→ THE PROBLEM
From the Bobby Moore article, return the passage that begins at the words "The FA had not" and ends after "utilised his expertise.", copied character for character.

** PASSAGE TO READ follows **

West Ham held a ceremony on Sunday outside Upton Park to mark the 20th anniversary of the death of Bobby Moore, as Football Association chairman David Bernstein admitted more could have been done for the former England captain after he retired.
Moore, the ex-Hammers defender and England skipper in their triumphant 1966 World Cup campaign, was awarded an OBE but was never given a role within the FA.
The FA had not previously stated in public its regret over its treatment of Moore.
But writing in a column for today's Sunday Times, 20 years to the day since Moore died from cancer, Bernstein said they should have utilised his expertise.
"Bobby was the man who led England to our ultimate moment of football glory. He remains an eternal credit to his family, friends and everyone involved with West Ham United," Bernstein wrote.
"I am aware the Football Association has been criticised over its treatment of Bobby once he retired from football.
"It saddened me that this is the case and while I am not privy to exactly what happened at the time, it is clear to me the organisation could have done more.
"If Bobby were alive today I am sure we would have asked him to be the chief ambassador for the Football Association in its 150th year.
"He was simply one of the nation's greatest ever footballers."
West Ham supporters turned out in numbers this morning to pay their respects to Moore at a wreath-laying service by the statue of him and fellow World Cup-winners Sir Geoff Hurst, Martin Peters and Ray Wilson.

** End of PASSAGE TO READ **
** INFORMATION follows **

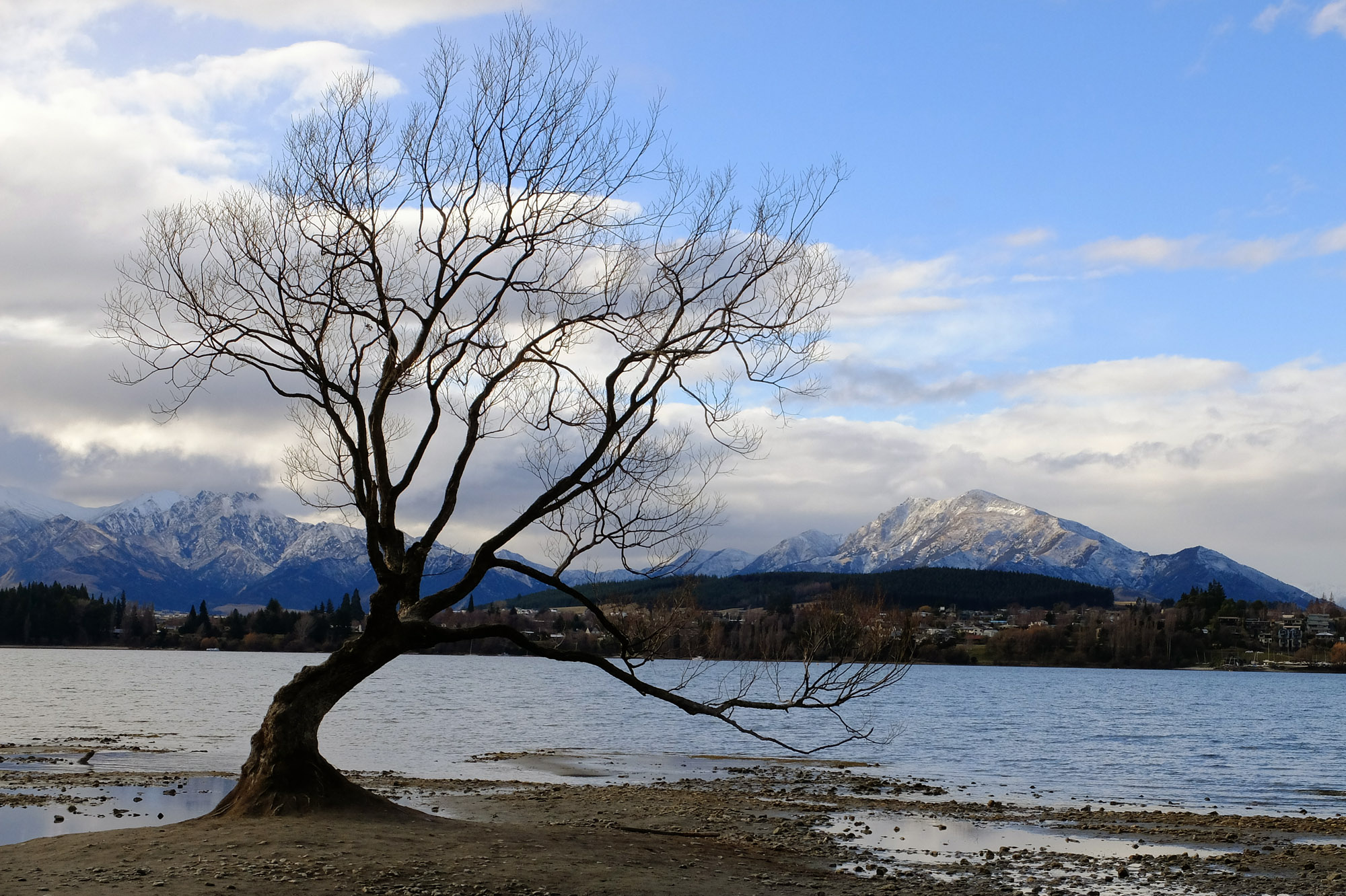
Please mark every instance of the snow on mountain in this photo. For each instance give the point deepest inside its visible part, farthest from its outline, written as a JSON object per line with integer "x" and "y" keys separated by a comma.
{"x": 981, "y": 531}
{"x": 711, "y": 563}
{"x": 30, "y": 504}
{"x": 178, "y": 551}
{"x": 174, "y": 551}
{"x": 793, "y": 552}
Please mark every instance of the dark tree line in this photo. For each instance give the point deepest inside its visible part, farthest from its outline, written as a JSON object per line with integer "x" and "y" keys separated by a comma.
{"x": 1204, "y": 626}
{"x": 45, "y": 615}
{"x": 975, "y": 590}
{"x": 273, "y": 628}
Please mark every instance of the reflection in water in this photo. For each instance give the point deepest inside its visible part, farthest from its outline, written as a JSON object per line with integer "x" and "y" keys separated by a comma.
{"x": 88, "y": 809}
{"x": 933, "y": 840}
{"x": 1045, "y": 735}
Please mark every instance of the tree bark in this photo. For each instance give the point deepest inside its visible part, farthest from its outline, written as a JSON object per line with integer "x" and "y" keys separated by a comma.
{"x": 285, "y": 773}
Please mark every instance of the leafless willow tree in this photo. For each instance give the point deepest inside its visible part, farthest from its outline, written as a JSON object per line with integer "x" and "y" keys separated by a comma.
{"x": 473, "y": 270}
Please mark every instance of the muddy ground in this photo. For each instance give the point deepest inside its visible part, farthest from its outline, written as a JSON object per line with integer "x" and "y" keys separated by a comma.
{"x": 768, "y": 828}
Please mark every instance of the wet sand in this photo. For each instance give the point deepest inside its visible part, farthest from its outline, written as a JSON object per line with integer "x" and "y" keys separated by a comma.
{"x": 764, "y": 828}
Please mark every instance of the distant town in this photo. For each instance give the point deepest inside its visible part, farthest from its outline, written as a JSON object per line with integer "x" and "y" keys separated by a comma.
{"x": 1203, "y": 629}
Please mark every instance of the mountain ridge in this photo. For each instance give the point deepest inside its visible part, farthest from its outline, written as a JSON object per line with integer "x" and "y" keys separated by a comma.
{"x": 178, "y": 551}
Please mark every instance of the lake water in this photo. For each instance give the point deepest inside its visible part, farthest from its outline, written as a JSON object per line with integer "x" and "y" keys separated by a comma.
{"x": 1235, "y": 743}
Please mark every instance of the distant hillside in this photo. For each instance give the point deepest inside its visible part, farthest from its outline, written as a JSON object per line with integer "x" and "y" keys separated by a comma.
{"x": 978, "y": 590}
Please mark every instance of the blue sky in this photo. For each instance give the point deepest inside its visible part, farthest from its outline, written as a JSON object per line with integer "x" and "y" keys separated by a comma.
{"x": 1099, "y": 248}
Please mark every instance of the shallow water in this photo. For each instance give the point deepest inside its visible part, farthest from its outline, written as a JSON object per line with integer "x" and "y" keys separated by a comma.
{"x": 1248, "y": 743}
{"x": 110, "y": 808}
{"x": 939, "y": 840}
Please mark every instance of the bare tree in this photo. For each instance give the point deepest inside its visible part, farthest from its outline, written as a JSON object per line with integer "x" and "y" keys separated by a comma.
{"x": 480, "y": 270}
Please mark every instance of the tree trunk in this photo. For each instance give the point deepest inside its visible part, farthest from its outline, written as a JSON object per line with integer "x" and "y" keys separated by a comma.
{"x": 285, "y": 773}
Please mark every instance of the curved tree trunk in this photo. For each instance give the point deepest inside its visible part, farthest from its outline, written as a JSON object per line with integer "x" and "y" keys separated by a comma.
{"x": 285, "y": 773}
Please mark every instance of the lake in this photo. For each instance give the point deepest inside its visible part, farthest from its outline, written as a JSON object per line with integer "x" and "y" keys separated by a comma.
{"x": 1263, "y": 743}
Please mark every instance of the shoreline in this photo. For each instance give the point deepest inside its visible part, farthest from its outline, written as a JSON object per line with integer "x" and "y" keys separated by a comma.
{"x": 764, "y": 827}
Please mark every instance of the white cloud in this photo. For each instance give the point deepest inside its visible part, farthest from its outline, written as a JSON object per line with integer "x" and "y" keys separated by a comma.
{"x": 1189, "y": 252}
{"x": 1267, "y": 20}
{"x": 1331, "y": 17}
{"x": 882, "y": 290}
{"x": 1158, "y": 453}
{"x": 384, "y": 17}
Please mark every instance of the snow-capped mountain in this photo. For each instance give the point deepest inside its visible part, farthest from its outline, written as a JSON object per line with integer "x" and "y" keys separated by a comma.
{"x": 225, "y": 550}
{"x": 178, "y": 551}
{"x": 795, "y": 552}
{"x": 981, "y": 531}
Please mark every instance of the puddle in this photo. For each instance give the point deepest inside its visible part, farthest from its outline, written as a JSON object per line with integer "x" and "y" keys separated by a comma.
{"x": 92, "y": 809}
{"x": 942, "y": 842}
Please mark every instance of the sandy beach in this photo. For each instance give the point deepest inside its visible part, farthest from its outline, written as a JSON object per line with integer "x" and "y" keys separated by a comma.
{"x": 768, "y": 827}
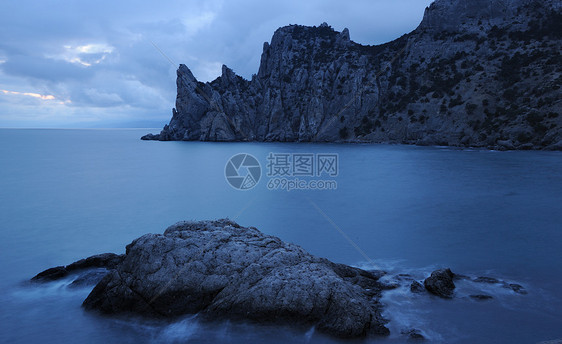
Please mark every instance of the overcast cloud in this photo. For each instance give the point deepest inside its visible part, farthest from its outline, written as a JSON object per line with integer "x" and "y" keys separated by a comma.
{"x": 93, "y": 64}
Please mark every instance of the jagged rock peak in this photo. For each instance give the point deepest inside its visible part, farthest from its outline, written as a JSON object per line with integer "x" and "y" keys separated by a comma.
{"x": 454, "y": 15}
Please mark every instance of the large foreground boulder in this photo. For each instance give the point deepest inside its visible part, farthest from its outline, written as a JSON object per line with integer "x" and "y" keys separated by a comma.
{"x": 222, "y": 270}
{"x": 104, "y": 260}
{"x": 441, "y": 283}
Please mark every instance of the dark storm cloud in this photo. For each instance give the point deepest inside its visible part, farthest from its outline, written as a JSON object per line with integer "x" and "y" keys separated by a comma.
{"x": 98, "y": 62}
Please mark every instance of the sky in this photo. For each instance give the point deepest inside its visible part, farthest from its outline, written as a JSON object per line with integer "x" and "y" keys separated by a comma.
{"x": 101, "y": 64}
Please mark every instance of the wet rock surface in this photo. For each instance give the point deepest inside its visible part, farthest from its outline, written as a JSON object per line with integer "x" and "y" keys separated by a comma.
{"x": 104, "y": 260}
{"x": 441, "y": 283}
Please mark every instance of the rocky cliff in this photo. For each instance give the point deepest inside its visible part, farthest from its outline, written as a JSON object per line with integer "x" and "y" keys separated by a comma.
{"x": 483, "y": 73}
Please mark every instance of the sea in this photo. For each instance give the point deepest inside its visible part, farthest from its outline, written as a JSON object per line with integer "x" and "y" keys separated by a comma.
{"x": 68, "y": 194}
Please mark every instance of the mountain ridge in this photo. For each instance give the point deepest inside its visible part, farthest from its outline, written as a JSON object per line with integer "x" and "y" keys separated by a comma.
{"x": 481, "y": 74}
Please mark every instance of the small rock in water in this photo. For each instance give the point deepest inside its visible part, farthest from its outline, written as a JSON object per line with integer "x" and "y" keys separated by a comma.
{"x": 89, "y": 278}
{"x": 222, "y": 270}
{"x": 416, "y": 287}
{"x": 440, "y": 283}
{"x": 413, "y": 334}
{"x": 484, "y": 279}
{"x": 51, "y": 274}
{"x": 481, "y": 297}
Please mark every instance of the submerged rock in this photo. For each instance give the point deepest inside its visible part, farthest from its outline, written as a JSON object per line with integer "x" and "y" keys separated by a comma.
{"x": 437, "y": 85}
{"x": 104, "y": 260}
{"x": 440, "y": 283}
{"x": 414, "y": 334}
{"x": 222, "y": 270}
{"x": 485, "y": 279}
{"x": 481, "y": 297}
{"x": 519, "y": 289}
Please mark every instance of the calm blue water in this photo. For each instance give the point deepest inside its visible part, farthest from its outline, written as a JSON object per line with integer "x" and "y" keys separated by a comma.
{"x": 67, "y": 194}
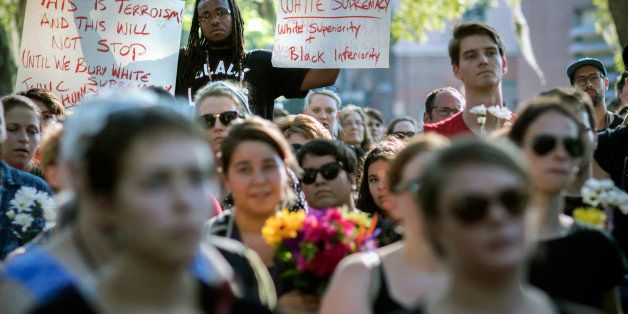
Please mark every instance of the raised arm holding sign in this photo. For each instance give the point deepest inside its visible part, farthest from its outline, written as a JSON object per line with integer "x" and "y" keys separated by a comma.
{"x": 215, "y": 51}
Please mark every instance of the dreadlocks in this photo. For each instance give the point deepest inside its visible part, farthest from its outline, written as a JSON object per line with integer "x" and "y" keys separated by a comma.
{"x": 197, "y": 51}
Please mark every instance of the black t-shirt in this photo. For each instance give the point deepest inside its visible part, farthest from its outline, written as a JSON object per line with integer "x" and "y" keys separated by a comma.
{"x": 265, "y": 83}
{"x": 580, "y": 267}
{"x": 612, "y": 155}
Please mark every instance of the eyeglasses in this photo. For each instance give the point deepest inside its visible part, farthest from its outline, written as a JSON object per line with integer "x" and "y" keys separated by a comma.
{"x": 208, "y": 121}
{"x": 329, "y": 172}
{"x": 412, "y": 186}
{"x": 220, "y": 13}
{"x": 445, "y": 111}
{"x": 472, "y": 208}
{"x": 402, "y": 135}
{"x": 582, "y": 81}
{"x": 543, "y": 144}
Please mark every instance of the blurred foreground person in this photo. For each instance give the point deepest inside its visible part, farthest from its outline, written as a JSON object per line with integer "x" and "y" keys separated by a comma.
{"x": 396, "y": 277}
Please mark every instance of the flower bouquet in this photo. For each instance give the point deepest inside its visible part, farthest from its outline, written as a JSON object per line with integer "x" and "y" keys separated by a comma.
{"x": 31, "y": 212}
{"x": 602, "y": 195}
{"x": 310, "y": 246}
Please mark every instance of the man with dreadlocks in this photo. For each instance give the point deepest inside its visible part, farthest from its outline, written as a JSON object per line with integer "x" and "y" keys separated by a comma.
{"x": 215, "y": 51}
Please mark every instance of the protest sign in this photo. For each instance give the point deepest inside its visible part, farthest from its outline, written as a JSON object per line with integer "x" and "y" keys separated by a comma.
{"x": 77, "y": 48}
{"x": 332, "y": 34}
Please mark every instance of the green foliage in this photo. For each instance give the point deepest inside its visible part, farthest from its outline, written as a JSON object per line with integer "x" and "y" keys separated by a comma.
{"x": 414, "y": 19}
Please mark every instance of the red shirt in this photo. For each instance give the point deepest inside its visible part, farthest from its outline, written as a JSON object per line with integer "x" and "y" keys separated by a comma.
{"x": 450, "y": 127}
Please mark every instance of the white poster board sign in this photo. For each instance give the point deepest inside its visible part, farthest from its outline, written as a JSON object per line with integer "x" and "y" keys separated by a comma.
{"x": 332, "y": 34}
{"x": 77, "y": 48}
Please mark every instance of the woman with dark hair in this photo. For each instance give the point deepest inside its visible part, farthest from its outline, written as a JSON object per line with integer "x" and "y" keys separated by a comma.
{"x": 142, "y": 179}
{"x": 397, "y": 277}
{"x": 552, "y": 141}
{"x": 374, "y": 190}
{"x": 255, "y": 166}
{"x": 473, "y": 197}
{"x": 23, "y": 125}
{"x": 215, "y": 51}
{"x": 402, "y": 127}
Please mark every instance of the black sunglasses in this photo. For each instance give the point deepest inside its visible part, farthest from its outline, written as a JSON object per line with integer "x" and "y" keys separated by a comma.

** End of INFORMATION **

→ RESPONSE
The FA had not previously stated in public its regret over its treatment of Moore.
But writing in a column for today's Sunday Times, 20 years to the day since Moore died from cancer, Bernstein said they should have utilised his expertise.